_EXERCISES TO COMPLETE_.
a – In the article below on the Bonferroni correction, how is the correction performed?
b – Extend the article below on the Bonferroni correction, starting after its last sentence.

_DOCUMENT SECTION_.
We will be performing site maintenance on our learning platform at learn.aaos.org on Sunday, February 5th from 12 AM to 5 AM EST. We apologize for the inconvenience.

### AAOS Now

Published 4/1/2012
|
Matthew A. Napierala, MD

# What Is the Bonferroni Correction?

The Bonferroni correction is an adjustment made to P values when several dependent or independent statistical tests are being performed simultaneously on a single data set. To perform a Bonferroni correction, divide the critical P value (α) by the number of comparisons being made. For example, if 10 hypotheses are being tested, the new critical P value would be α/10. The statistical power of the study is then calculated based on this modified P value.

The Bonferroni correction is used to reduce the chances of obtaining false-positive results (type I errors) when multiple pair wise tests are performed on a single set of data. Put simply, the probability of identifying at least one significant result due to chance increases as more hypotheses are tested.

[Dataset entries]
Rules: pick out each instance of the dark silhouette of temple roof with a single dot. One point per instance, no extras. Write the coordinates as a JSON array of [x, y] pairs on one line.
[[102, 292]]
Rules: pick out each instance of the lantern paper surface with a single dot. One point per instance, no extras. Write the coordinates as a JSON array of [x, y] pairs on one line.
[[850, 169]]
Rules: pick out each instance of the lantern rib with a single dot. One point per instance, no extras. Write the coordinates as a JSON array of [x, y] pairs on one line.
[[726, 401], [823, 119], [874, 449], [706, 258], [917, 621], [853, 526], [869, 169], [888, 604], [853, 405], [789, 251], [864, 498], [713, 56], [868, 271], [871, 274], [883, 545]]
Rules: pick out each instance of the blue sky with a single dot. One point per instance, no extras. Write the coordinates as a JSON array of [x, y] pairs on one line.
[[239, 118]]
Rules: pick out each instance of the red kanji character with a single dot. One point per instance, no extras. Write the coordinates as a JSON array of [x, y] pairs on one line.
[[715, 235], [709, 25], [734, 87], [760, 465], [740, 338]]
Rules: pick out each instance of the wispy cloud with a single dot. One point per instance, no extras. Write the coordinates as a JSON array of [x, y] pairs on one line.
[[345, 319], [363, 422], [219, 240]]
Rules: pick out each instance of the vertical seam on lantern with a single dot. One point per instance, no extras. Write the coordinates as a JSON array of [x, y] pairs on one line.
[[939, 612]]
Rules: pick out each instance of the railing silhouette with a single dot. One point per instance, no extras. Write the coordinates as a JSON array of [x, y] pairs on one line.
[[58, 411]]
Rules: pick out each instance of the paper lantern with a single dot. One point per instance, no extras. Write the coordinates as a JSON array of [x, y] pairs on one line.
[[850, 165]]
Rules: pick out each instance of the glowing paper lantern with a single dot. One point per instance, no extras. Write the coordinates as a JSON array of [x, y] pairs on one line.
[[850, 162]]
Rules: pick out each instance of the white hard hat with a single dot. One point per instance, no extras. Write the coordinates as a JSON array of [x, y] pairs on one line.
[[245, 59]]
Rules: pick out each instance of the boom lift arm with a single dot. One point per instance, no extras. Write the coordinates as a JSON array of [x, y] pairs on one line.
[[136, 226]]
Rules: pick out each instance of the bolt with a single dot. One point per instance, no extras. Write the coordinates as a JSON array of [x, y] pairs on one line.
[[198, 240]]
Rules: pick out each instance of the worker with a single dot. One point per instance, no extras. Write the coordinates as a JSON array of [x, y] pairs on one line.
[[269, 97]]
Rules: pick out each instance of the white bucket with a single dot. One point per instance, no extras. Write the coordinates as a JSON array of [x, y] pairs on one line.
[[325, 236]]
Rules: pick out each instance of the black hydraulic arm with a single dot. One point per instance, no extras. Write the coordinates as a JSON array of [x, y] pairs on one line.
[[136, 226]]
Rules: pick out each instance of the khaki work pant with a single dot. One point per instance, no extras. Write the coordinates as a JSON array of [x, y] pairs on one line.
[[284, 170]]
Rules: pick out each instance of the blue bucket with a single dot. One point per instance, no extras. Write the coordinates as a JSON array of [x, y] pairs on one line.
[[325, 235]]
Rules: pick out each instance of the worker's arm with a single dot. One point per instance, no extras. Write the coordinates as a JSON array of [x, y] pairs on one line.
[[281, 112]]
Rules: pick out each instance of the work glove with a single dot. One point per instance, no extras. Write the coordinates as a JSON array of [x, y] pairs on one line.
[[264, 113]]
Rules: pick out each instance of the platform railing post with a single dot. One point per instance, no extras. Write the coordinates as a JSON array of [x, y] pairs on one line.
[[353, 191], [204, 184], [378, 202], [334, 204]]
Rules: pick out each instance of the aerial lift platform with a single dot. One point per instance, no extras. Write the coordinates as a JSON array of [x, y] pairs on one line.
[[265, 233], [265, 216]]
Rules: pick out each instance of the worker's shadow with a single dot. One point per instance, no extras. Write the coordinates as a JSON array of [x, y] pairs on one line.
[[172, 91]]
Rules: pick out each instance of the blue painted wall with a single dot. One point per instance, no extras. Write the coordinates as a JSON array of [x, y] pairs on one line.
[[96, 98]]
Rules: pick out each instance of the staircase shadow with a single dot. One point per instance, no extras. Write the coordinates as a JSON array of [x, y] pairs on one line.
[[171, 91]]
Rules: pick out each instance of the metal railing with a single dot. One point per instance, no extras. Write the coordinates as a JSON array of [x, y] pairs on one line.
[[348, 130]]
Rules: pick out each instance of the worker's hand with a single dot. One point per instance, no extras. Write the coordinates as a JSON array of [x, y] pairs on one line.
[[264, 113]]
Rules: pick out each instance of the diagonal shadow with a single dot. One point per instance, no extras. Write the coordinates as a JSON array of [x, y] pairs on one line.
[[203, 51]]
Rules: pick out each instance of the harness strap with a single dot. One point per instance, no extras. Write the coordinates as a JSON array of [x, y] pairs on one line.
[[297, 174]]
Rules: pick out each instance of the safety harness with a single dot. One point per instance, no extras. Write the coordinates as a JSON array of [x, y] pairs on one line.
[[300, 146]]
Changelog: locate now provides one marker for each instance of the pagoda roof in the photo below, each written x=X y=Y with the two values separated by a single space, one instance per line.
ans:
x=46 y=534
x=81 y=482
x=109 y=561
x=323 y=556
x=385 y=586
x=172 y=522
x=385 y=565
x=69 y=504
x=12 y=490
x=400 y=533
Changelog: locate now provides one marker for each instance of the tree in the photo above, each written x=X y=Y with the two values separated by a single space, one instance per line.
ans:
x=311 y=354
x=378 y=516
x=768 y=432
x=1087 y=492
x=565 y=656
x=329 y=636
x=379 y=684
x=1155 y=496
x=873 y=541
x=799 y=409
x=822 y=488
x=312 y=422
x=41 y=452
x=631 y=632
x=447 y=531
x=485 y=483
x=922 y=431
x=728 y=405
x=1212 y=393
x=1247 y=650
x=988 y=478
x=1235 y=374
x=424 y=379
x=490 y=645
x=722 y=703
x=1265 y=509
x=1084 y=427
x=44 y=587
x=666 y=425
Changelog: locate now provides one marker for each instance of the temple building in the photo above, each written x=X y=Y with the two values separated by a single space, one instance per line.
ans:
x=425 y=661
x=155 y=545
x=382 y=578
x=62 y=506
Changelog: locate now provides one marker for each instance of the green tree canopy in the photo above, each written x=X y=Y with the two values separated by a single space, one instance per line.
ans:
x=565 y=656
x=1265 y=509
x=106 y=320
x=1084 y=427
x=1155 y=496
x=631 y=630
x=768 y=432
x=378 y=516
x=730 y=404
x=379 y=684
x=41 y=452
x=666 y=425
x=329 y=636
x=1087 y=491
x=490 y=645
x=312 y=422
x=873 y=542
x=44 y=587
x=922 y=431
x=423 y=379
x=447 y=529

_TASK-BY-TASK OUTPUTS_.
a – Divide the critical P value (α) by the number of comparisons being made.

b –
For example, a researcher is testing 20 hypotheses simultaneously, with a critical P value of 0.05. In this case, the following would be true:

• P (at least one significant result) = 1 – P (no significant results)
• P (at least one significant result) = 1 – (1-0.05)20
• P (at least one significant result) = 0.64

Thus, performing 20 tests on a data set yields a 64 percent chance of identifying at least one significant result, even if all of the tests are actually not significant. Therefore, while a given α may be appropriate for each individual comparison, it may not be appropriate for the set of all comparisons.

This fact is potentially problematic because in contemporary orthopaedic research studies, numerous simultaneous tests are routinely performed. Thus, to avoid a large number of spurious positives, α must be lowered to account for the number of comparisons being performed.

The Bonferroni correction is based on the idea that if an experimenter is testing n dependent or independent hypotheses on a set of data, the probability of type I error is offset by testing each hypothesis at a statistical significance level 1/n times what it would be if only one hypothesis were tested.

An example of the use of the Bonferroni correction in the orthopaedic literature can be found in a recent article in The Journal of Bone & Joint Surgery–American, “The Relationship Between Time to Surgical Débridement and Incidence of Infection After Open High-Energy Lower Extremity Trauma.” The purpose of the study was to evaluate the relationship between the timing of the initial treatment of open fractures and the development of subsequent infection.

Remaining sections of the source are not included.